Repeat every line of the data exactly; no picture belongs in the copy.

----- EXTRACTED INFORMATION

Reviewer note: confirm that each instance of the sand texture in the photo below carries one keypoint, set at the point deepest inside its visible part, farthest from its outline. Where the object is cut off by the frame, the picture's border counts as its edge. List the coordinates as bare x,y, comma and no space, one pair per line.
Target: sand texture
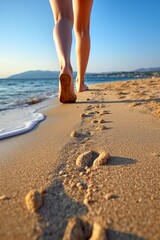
89,171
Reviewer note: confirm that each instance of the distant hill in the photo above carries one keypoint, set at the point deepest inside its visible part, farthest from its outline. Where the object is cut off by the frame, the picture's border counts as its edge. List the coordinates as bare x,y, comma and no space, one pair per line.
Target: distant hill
151,69
35,74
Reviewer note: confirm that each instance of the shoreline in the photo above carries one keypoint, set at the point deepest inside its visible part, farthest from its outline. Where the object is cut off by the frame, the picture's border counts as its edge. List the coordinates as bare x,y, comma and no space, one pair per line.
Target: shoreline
121,196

----------

◆ **OUTPUT BELOW**:
Reviewer note: confirm that each instance of the sand texture in the photo below carries one keypoint, set at the point deepest inside its visible part, farthest from its outline. Where the object is cut off by the frame, the picture's border counts as its edge. List the coordinates as bare x,y, comma and no space, one pair per line.
Target: sand texture
89,171
Reviewer note: confirm that each instance of the distant hill in the photo above carries one keypoint, set at the point deepest inside its visible part, farthest from its outline. Where the object is cut off by the frame, the picture's border counts as its edge. List the coordinates as bare x,y, comma and no space, one pair per line.
Target: distant hill
151,69
35,74
Reviewer note: confirm that each instance of the shoreline in the photo above carries one keypoint, set at the point deepest inside its visible part, farthest from its outline. Where the object is cut off by the frame, the picture's border counts as its edge. List the coordinates as bare x,y, comma and no space, one pair per line.
Target: shoreline
121,196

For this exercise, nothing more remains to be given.